Data listing
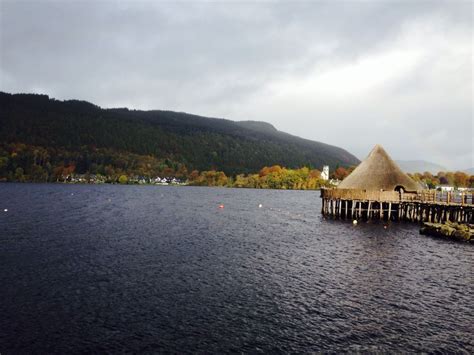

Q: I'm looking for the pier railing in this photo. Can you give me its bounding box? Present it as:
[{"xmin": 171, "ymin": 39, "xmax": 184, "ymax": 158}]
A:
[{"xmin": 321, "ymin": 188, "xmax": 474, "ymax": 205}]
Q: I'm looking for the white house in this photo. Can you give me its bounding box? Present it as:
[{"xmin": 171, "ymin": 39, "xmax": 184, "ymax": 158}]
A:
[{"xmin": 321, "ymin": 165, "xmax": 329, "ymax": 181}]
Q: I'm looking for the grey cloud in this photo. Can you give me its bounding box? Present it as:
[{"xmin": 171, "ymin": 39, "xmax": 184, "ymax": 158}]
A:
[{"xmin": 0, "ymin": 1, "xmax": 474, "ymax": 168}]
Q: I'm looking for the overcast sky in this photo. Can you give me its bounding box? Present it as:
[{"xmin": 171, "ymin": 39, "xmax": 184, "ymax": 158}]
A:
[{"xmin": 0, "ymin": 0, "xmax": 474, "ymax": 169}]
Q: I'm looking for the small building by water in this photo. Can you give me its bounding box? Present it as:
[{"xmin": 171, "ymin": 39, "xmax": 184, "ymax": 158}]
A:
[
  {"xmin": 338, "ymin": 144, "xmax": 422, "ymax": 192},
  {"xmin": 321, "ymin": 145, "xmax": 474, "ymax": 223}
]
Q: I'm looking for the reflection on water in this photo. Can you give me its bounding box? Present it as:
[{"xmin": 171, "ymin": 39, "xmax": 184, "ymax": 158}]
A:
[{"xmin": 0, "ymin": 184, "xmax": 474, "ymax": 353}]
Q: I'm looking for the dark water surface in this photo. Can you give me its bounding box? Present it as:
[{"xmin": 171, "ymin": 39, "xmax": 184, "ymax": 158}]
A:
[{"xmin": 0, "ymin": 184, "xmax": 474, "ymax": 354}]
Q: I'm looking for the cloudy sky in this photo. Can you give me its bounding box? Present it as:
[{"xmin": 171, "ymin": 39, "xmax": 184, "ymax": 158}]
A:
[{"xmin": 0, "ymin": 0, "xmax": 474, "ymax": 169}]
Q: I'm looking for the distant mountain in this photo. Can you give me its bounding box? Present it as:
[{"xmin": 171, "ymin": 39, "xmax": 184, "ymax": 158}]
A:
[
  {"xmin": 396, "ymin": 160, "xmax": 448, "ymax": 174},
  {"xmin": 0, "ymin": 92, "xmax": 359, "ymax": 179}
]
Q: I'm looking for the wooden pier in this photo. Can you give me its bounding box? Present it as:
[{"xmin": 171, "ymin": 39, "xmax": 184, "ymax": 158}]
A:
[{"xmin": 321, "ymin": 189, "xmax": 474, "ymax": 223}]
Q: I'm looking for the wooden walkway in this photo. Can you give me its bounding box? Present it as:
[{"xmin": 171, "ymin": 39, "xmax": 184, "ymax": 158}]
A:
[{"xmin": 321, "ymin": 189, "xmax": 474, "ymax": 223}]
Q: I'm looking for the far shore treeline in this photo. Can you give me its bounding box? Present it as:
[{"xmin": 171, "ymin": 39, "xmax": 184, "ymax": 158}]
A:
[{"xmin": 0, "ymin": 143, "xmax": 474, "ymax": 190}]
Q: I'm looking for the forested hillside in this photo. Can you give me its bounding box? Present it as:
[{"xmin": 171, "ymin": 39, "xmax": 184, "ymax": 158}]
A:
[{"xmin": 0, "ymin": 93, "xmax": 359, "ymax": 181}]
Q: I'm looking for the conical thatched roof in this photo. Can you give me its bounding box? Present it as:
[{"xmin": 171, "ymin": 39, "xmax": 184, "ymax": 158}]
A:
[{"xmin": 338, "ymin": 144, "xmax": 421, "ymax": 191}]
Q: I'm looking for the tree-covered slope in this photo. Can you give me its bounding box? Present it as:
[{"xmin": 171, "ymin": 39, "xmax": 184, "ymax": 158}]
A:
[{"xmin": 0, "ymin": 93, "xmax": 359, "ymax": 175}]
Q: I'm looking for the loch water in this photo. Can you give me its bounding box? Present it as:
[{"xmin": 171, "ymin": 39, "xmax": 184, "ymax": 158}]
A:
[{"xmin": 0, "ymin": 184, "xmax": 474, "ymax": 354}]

Short exercise -
Rescale everything in the records from the line containing "Q: I'm looking for the tree-covered" down to the end, and reproduce those lines in full with the requests. Multiply each bounding box coordinate in the answers by 1.65 and round to a whole number, with halves rounding up, but leave the requests and their format samples unchanged.

Answer to this exercise -
Q: I'm looking for the tree-covered slope in this photo. Can you give me its bounding box? Present it as:
[{"xmin": 171, "ymin": 39, "xmax": 184, "ymax": 158}]
A:
[{"xmin": 0, "ymin": 153, "xmax": 592, "ymax": 289}]
Q: I'm looking for the loch water in this photo. Can you give me its bounding box? Present it as:
[{"xmin": 171, "ymin": 39, "xmax": 184, "ymax": 158}]
A:
[{"xmin": 0, "ymin": 304, "xmax": 782, "ymax": 584}]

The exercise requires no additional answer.